## [TEXT SECTION]

Measure performance on all the specified services in the input_dir directory tree.

positional arguments:
  input_dir             Directory tree containing the input specifications.

optional arguments:
  -h, --help            show this help message and exit
  -r result_dir, --result_dir result_dir
                        The directory in which to put query result files.
                        Unless --save_results is specified, each query result file
                        will be deleted after statistics are gathered for the query.
  -o script_output_dir, --script_output_dir script_output_dir
                        The directory in which script stdout and stderr files are written.
                        If not specified, stdout and stderr will not be redirected.
  -l plugin_dir_or_file, --load_plugins plugin_dir_or_file
                        Directory or file from which to load user plug-ins.
  -w writer, --writer writer
                        Name and kwargs of a writer plug-in to use.Format is
                        writer_name[:arg1=val1[,arg2=val2...]] May appear
                        multiple times to specify multiple writers. May
                        contain Python datetime format elements which will be
                        substituted with appropriate elements of the current
                        time (e.g., results-'%m-%d-%H:%M:%S'.py)

## [TASK TO COMPLETE]
Could you copy out the performance-measurement help text above, word for word and line for line?

## [RECORDED INFORMATION]
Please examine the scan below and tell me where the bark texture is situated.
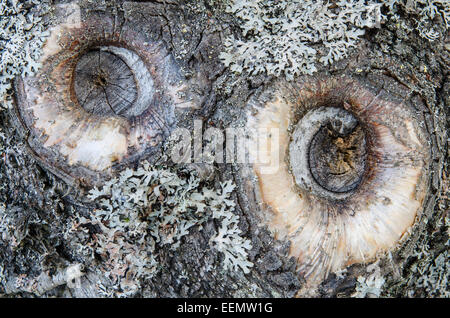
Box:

## [COMPLETE OUTPUT]
Measure performance on all the specified services in the input_dir directory tree.

positional arguments:
  input_dir             Directory tree containing the input specifications.

optional arguments:
  -h, --help            show this help message and exit
  -r result_dir, --result_dir result_dir
                        The directory in which to put query result files.
                        Unless --save_results is specified, each query result file
                        will be deleted after statistics are gathered for the query.
  -o script_output_dir, --script_output_dir script_output_dir
                        The directory in which script stdout and stderr files are written.
                        If not specified, stdout and stderr will not be redirected.
  -l plugin_dir_or_file, --load_plugins plugin_dir_or_file
                        Directory or file from which to load user plug-ins.
  -w writer, --writer writer
                        Name and kwargs of a writer plug-in to use.Format is
                        writer_name[:arg1=val1[,arg2=val2...]] May appear
                        multiple times to specify multiple writers. May
                        contain Python datetime format elements which will be
                        substituted with appropriate elements of the current
                        time (e.g., results-'%m-%d-%H:%M:%S'.py)